# WORK INSTRUCTION
In the following text about a college show, what is the name of the trapeze artist?

*** READING TEXT

Anyway, where was I going with this? Oh, yeah, copy Kristina's reviews. The show this year is called The Tent Commandments. A freak show and a circus are existing, testily, side-by-side, until they actually read the Tent Commandments (the tablets look just like the ones Charlton Heston had), and find out that they can't exist side-by-side. There's a subplot about a Frenchie who wants to assassinate an elephant, a witchdoctor who can't quite get her spells straight, and a lovelorn three-breasted woman who wonders why she can't find a man who loves her ("Because nobody's got three hands!" the other characters tell her). Even the names are jokes: the trapeze artist is named Will U. Bellomy. Say it quickly. Emphasize the O.
So we're watching this show, groaning at times, laughing at others (remember the martinis), and what should appear in this show, written by college guys, starring college guys, performed by college guys in dresses, but romance. Not one, not two, but three romantic relationships! Four, if you include the elephant's unrequited passion for the French guy. And it made me think (much later--those were good martinis) that romance pops up way, way, way more than people think. Star Wars. Terminator. Every sitcom and medical drama on TV. For all those condescending stories about 'bodice rippers' and 'chick porn,' there's an awful lot of romance woven into every genre of entertainment.
So where's the most unexpected place--TV show, book, movie, YouTube clip--you've seen a romance play out? And did the romance help or hurt the rest of the work?

******
*** SUPPLIED MATERIAL

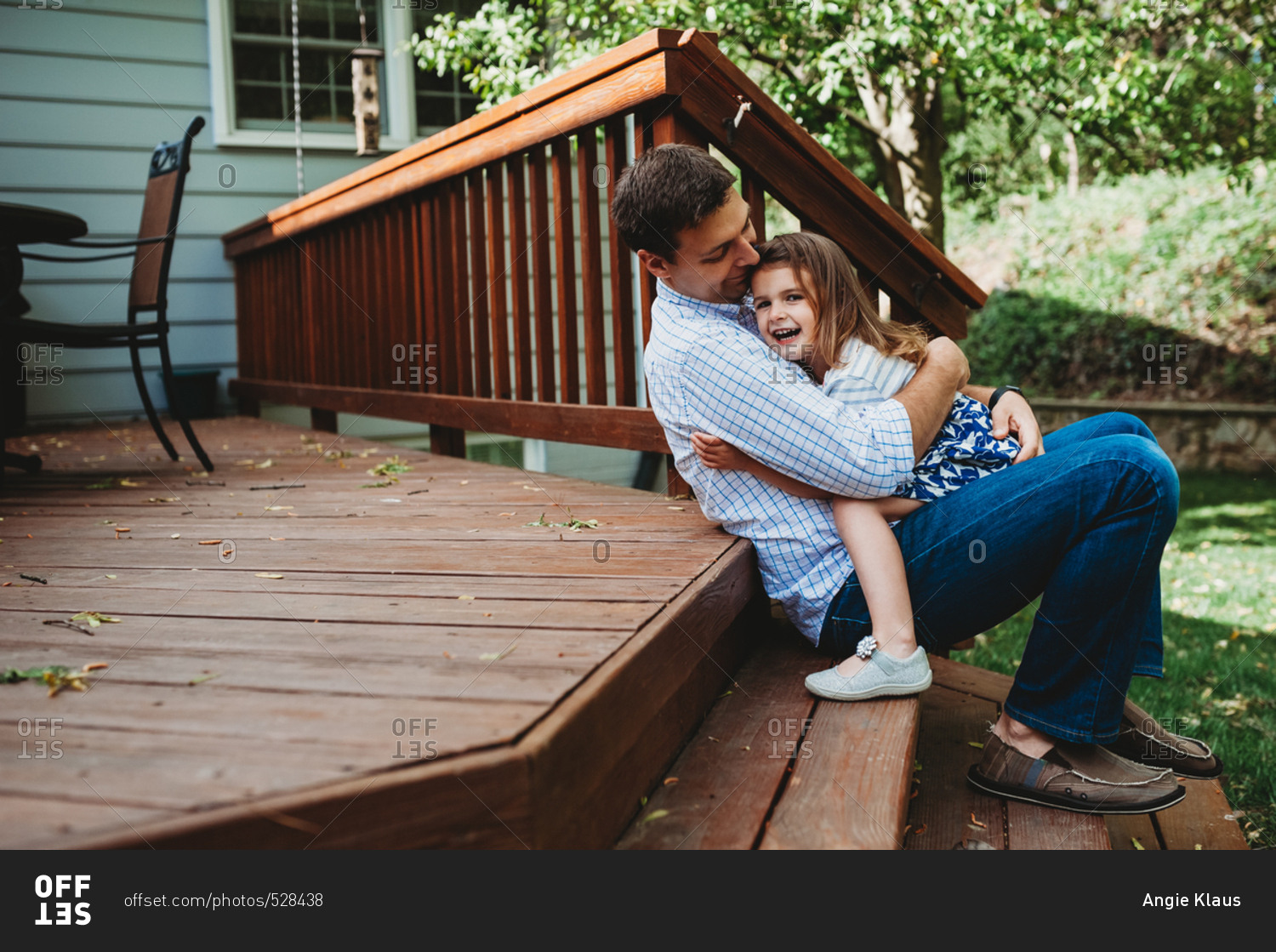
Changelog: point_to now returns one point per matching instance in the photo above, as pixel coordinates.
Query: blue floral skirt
(964, 452)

******

# SOLUTION TO THE PROBLEM
Will U. Bellomy